## WHAT TO DO
Please say yes or no to whether each statement agrees with the excerpt on digital contract negotiation, quoting the words from the excerpt that settle it: (a) In 2020, 74% of legal departments were already using contract management technology. (b) A contract holds about 30 clauses on average. (c) Only people, not automated processes, can act on clauses.

## EXCERPT PROVIDED
----------------------------------------
More organizations are using digital platforms to negotiate contracts. Recent surveys find that 74% of legal departments were already using contract management technology in 2020, and 44% of legal leaders plan to invest in Contract Lifecycle Management (CLM) technology in 2021.

Using CLM software to negotiate contracts generates valuable “negotiation data” and captures institutional knowledge. As organizations integrate contract software with CRM, ERP, and other business systems, they can link negotiation data to contract performance. 

Companies gain unprecedented insight into the effectiveness of the decisions made during prior negotiations, which enables analytics-driven decision-making on optimizing contracts for value. Here is how digital negotiations will deliver more transparency to help you build a brighter future

Contracts are a Collection of Interoperable Clauses

It helps if you think of a contract as a collection of 15-22 (on average) units called clauses. Each clause has specific attributes (e.g., clause “types” such as those that establish jurisdiction, dollar amounts, dates, obligations). Each clause can also be acted upon (e.g., reviewed, edited, deleted) during negotiations. People and automated processes can act on clauses.

“Negotiation data” includes each clause’s attributes plus data relating to actions such as who reviewed the clause, who made what suggestions, what language was approved or rejected, by whom, over how many iterations, how long it took, the priority associated with the clause, and any other attribute. 

Digitizing negotiations allows you to track and measure negotiation data. Digital negotiations use technology, typically CLM software, to perform and create a permanent record of five steps:

  1. The initial request to create a contract.

  2. Identify the specific attributes of each clause. 

  3. Identify the actions, people, and automated processes associated with each clause.

  4. Automate clause review and redlining, including reconciling and validating internal and external clause data. This step is discussed in more detail below.

  5. Assemble the final contract for signature and post-signature management.

Automate Clause Review and Redlining

CLM software can cross-reference your company’s digital contract playbook to automatically add redlined suggestions that ensure each clause uses your preferred language and fallback positions. It is a level of built-in guidance that helps negotiators avoid adding improper language or omitting essential provisions.
----------------------------------------
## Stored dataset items
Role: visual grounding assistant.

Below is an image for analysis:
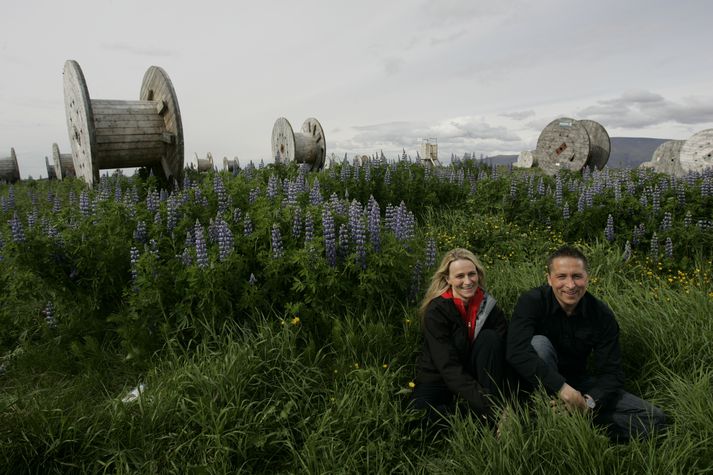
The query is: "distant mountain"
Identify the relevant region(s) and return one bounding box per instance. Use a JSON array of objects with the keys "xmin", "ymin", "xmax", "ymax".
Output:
[{"xmin": 476, "ymin": 137, "xmax": 669, "ymax": 168}]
----------------------------------------
## ANSWER
(a) Yes: "74% of legal departments were already using contract management technology in 2020"
(b) No: "a collection of 15-22 (on average) units called clauses"
(c) No: "People and automated processes can act on clauses."